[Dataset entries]
^^^^
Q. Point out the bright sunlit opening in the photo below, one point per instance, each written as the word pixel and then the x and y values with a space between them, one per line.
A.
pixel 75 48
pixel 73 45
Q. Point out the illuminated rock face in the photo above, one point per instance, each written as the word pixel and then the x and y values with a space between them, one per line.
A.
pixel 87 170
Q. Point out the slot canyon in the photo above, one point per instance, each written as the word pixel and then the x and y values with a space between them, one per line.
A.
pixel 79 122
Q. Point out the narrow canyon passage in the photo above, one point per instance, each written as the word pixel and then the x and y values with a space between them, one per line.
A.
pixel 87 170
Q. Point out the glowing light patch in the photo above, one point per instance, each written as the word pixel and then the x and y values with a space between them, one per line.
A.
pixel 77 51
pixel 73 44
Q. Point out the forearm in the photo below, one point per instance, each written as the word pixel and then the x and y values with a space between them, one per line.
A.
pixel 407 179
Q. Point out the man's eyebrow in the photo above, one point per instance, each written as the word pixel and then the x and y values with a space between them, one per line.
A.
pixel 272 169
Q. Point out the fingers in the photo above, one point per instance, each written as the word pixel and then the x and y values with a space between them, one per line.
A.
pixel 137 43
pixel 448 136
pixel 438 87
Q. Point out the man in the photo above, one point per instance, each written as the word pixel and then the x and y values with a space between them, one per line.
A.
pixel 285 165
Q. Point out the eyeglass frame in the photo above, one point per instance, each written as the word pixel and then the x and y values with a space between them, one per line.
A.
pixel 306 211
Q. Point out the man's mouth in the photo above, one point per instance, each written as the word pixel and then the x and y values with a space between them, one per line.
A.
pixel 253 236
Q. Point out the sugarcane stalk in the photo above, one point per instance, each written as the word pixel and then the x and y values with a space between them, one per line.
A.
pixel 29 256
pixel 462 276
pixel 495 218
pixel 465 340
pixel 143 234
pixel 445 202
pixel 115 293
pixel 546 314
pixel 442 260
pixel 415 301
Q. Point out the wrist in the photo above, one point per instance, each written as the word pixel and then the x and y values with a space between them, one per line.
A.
^^^^
Stated problem:
Recast every line of the records above as a numbered list, leaving out any blank lines.

Exercise result:
1. Q. Point out the bright sunlit opening in the photo below, one point per instance, each written as the word pixel and then the x and y values with a space between them, one per line.
2. A.
3. pixel 75 48
4. pixel 73 45
5. Q. Point out the illuminated rock face in the photo above, one point per instance, each written as the word pixel and then the x and y values with a space between them, one per line.
6. A.
7. pixel 87 170
8. Q. Point out the slot canyon in the photo above, one point per instance, each written as the word pixel and then the x and y values with a space between them, one per line.
9. A.
10. pixel 79 122
11. Q. Point out the narrow canyon passage in the photo above, one point per instance, each written as the word pixel and then the x and y values with a space between them, one per line.
12. A.
13. pixel 87 170
14. Q. Point out the glowing light patch in the photo above, one point per instance, each written as the word pixel and then the x and y values with a space between them, one per line.
15. A.
16. pixel 77 51
17. pixel 73 44
18. Q. Point out the forearm in the photo below, one point per instance, each written as the word pixel and then the x and y values with a space between them, one per line.
19. A.
20. pixel 407 179
21. Q. Point out the man's eyebrow in the photo above, one point per instance, each written as the word pixel and then the x and y values with a space between them, one per line.
22. A.
23. pixel 272 169
24. Q. Point out the fingers in the photo above, one point per instance, each written as the word pixel and then the x and y values with a space between them, one per line.
25. A.
26. pixel 137 43
27. pixel 448 136
28. pixel 438 87
29. Q. Point out the man in the photo above, one point per instance, each written as the word pixel and then the x and y values with a space between them, one per line.
30. A.
31. pixel 285 165
32. Q. Point out the eyeglass frame in the photo above, one point per instance, each written as the word pixel and then the x and y values with a space between them, one per line.
33. A.
34. pixel 306 211
35. Q. Point out the man's mouth in the photo above, one point per instance, each written as the word pixel and then the x and y values with a space between them, one per line.
36. A.
37. pixel 253 236
38. Q. Point out the sugarcane stalk in the photo above, one point per instance, each written as the word pixel and then the x and y values with a space between them, one per line.
39. A.
40. pixel 29 256
41. pixel 462 276
42. pixel 495 218
43. pixel 465 340
44. pixel 143 234
45. pixel 445 202
46. pixel 115 293
47. pixel 546 314
48. pixel 442 260
49. pixel 415 301
50. Q. Point out the wrist in the photo above, one point per instance, each written as the word pixel and then the x and y values with a space between them, one per line.
51. A.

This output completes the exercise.